Challenge
Extract every line of the items below word for word, and leave the pictures out of your answer.

Provided data

>>>>>

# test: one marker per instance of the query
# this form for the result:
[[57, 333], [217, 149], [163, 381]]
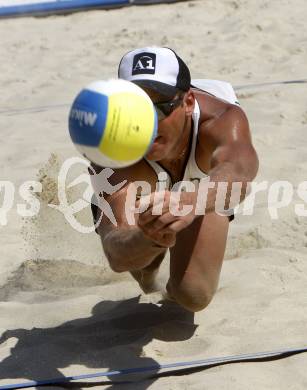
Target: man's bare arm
[[126, 246], [234, 158]]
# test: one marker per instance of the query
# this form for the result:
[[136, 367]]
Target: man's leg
[[196, 261], [146, 277]]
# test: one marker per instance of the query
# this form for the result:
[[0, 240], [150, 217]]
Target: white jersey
[[219, 89]]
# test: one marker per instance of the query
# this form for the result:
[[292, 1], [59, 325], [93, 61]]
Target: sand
[[63, 311]]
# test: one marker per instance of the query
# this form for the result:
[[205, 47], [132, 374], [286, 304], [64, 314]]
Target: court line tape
[[184, 368], [31, 110], [44, 8]]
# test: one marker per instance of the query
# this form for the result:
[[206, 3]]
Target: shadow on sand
[[113, 338]]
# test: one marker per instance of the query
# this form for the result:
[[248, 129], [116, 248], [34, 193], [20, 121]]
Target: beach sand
[[63, 311]]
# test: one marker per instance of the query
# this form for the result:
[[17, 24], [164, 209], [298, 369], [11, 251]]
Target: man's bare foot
[[146, 277], [146, 280]]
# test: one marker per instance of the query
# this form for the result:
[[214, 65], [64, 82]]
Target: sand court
[[63, 311]]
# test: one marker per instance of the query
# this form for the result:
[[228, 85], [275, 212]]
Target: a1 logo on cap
[[144, 63]]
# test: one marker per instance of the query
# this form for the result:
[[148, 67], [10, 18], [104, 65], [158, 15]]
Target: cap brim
[[157, 86]]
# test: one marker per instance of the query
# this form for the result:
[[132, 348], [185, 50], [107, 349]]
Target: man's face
[[170, 128]]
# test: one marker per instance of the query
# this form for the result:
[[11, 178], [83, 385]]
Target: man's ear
[[189, 102]]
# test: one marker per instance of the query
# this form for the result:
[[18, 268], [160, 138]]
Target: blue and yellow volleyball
[[113, 123]]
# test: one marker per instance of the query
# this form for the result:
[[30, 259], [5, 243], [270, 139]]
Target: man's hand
[[167, 214]]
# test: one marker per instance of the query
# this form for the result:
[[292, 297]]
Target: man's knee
[[193, 297]]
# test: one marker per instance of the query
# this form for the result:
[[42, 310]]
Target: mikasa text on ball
[[113, 123]]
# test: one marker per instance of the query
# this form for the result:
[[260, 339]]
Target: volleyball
[[113, 123]]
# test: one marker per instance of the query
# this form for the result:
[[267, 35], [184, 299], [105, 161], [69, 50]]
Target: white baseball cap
[[157, 68]]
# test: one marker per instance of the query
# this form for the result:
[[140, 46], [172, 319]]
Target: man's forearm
[[129, 249]]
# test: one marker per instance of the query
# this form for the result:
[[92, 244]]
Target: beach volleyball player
[[202, 133]]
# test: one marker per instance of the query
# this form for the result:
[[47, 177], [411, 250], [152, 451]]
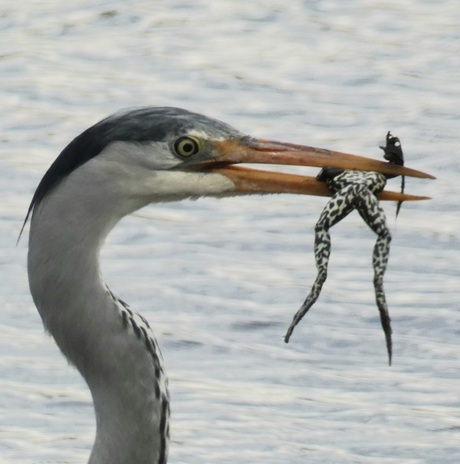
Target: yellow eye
[[187, 146]]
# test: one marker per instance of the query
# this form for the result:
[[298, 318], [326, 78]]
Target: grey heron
[[123, 163]]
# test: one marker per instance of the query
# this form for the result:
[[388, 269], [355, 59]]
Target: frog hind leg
[[374, 216], [338, 207]]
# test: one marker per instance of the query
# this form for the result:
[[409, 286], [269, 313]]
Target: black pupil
[[188, 147]]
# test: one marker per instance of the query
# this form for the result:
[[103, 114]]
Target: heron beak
[[256, 151]]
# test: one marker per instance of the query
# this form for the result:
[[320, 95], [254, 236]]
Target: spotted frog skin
[[354, 190]]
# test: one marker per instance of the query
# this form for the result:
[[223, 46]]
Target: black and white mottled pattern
[[134, 321], [352, 190]]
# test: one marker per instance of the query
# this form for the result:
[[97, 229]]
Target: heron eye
[[187, 146]]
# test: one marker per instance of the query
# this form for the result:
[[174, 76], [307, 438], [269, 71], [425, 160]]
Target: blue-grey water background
[[220, 280]]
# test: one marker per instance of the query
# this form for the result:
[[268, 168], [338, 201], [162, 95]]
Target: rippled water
[[220, 280]]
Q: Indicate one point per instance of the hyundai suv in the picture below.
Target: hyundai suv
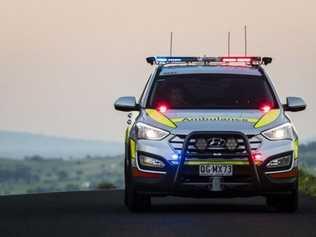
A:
(210, 127)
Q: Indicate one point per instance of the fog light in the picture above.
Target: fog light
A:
(231, 144)
(280, 162)
(151, 162)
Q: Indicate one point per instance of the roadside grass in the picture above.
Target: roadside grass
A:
(307, 183)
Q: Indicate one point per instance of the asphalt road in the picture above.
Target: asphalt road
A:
(101, 213)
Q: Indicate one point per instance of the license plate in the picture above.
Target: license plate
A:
(216, 170)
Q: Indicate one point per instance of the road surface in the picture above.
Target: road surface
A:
(102, 213)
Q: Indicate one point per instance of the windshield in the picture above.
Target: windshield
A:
(211, 91)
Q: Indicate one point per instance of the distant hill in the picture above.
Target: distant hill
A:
(17, 145)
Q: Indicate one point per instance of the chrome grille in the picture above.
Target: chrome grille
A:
(216, 152)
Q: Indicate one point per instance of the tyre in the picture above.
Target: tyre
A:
(284, 203)
(134, 201)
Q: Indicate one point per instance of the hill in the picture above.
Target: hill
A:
(17, 145)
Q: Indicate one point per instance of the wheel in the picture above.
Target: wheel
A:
(284, 203)
(134, 201)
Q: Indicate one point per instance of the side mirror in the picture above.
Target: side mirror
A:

<<<<<

Result of this exercise
# test: one marker per instance of the query
# this form for the result:
[[57, 333], [217, 149], [163, 381]]
Target: man's bare arm
[[126, 246], [234, 158]]
# test: one marker per instance of the query
# this form for the result:
[[136, 367]]
Target: man's leg
[[196, 261], [146, 277]]
# test: one marker per instance of the query
# this form for the result:
[[0, 240], [150, 217]]
Target: white jersey
[[219, 89]]
# test: one marker per instance of the query
# this form for the result:
[[292, 1], [59, 325], [93, 61]]
Target: sand
[[63, 311]]
# test: one marker per instance of the query
# this form for the result:
[[205, 47], [132, 374], [286, 304], [64, 314]]
Target: court line tape
[[184, 368], [31, 110], [44, 8]]
# test: one marker per instance of the query
# this form for the result:
[[206, 3]]
Target: shadow on sand
[[113, 338]]
# test: one marker per instance of the query
# this form for the result:
[[248, 129], [116, 248], [34, 193], [20, 121]]
Target: beach sand
[[63, 311]]
# test: one marker per instance of the query
# this form for the result:
[[17, 24], [164, 209], [298, 369], [11, 251]]
Target: man's bare foot
[[146, 277], [146, 280]]
# test: one marker per instance of the query
# this form for the result:
[[214, 65], [64, 82]]
Target: sand court
[[63, 311]]
# test: one marker per instance of the query
# this form for the result:
[[228, 85], [275, 212]]
Target: a1 logo on cap
[[144, 63]]
# test: one marker per instance of the query
# this form for the result:
[[148, 67], [10, 18], [104, 65], [158, 15]]
Target: cap brim
[[157, 86]]
# test: one marker per instance of the query
# this form for the result:
[[132, 348], [185, 50], [107, 349]]
Target: man's face
[[170, 128]]
# test: one marker per instance of the query
# this form for the result:
[[11, 178], [83, 385]]
Target: man's ear
[[189, 102]]
# test: one marker per instance of the query
# this form for the result:
[[18, 268], [160, 138]]
Target: blue and yellow volleyball
[[113, 123]]
# test: one marker per instance of the query
# this form for the result:
[[30, 259], [5, 243], [270, 139]]
Target: man's hand
[[167, 214]]
# test: one marker per instance of the query
# this form for the result:
[[292, 297]]
Target: man's knee
[[193, 297]]
# test: one marker per instance of the query
# this form for the result:
[[42, 310]]
Target: mikasa text on ball
[[113, 123]]
# test: one marker per instance of the query
# this form for the result:
[[260, 339]]
Target: volleyball
[[113, 123]]
# test: one marker per instance of the query
# this form for the result:
[[267, 35], [184, 299], [105, 161], [69, 50]]
Target: white baseball cap
[[157, 68]]
# test: one marker per instance of the query
# this form for the result:
[[140, 46], [172, 319]]
Target: man's forearm
[[129, 249]]
# test: one marker per instance of the query
# this form for the result:
[[92, 244]]
Target: beach volleyball player
[[202, 133]]
# test: one marker per instance of the query
# this form for the result:
[[47, 177], [411, 250], [152, 451]]
Target: yellow eye
[[187, 146]]
# test: one marker per instance of the query
# this form for the result:
[[298, 318], [326, 78]]
Target: grey heron
[[123, 163]]
# test: one marker per instance of the query
# this form for the result:
[[388, 269], [355, 59]]
Target: frog hind leg
[[374, 216], [338, 207]]
# test: one marker per instance of the query
# this form for the result:
[[409, 286], [269, 313]]
Target: black pupil
[[188, 147]]
# test: one marker per instance of the query
# this form for the result:
[[103, 114]]
Target: heron beak
[[256, 151]]
# test: one marker per instance of the query
# this form for the result:
[[320, 95], [254, 236]]
Target: spotted frog skin
[[354, 190]]
# test: one marker per instance of the query
# this form for the result:
[[223, 46]]
Target: black and white mottled pattern
[[134, 321], [352, 190]]
# test: one marker per instance of the query
# this form for the result:
[[97, 229]]
Target: heron eye
[[187, 146]]
# test: one marker per instance of the query
# this form for the result:
[[174, 76], [307, 438], [269, 71], [425, 160]]
Target: blue-grey water background
[[220, 280]]
# test: one marker per instance of the query
# this form for the result:
[[268, 168], [338, 201], [162, 95]]
Target: rippled water
[[220, 280]]
Q: Indicate one point per instance of the hyundai suv in the picture below.
Target: hyundai suv
A:
(210, 127)
Q: Indicate one point per instance of the fog light in the picture above.
Target: fog light
A:
(231, 144)
(280, 162)
(151, 162)
Q: Indicate one point per instance of the roadside grass in the picture above.
Target: roadside grass
A:
(307, 183)
Q: Indicate one point per instance of the asphalt road in the picture above.
Target: asphalt road
A:
(101, 213)
Q: Indicate one point per instance of the license plate in the picture above.
Target: license plate
A:
(216, 170)
Q: Indicate one point per instance of the road surface in the picture above.
Target: road surface
A:
(102, 213)
Q: Indicate one point per instance of the windshield in the picture above.
Target: windshield
A:
(211, 91)
Q: Indicate one point per instance of the distant hill in the picture above.
Target: distant hill
A:
(17, 145)
Q: Indicate one point per instance of the chrome grille in the picture above.
Target: chrome grille
A:
(216, 152)
Q: Indicate one point per instance of the tyre in the picture above.
Target: tyre
A:
(284, 203)
(134, 201)
Q: Indicate one point per instance of the hill in the picture above.
Target: hill
A:
(17, 145)
Q: Indicate one point per instance of the wheel in the picture above.
Target: wheel
A:
(284, 203)
(134, 201)
Q: Indicate one point per instance of the side mirror in the picture above.
Target: side mirror
A:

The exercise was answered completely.